Gestelde opgave: Filter de rijen hieronder en neem elke rij over waarin het woord "earth" voorkomt. Let op het verschil tussen hoofdletters en kleine letters.

Overzicht gegevens:
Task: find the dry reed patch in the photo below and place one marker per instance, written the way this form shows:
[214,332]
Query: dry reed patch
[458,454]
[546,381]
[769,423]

==

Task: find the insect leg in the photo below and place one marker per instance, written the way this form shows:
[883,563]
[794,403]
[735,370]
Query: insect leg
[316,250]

...

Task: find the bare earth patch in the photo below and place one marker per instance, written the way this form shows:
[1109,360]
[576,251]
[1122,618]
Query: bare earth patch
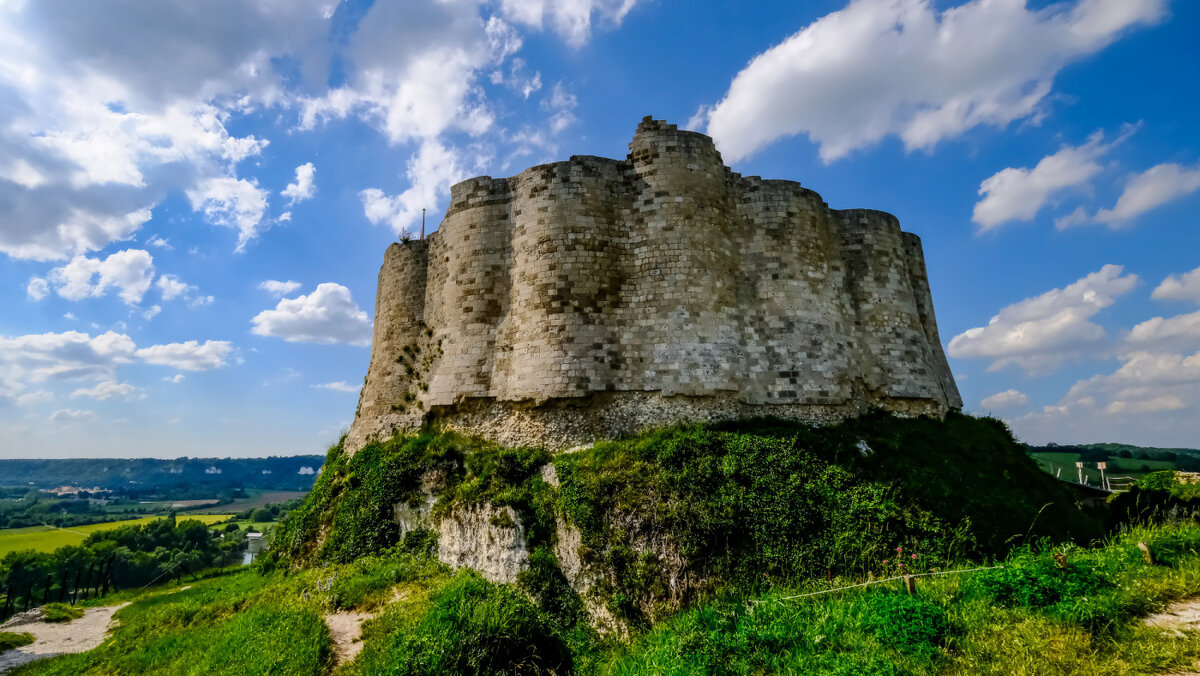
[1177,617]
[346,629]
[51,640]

Uitkomst opgave:
Task: find the bare earth patch in the photo below and place one marker per instance, written the way this form shows:
Query: bare earth patch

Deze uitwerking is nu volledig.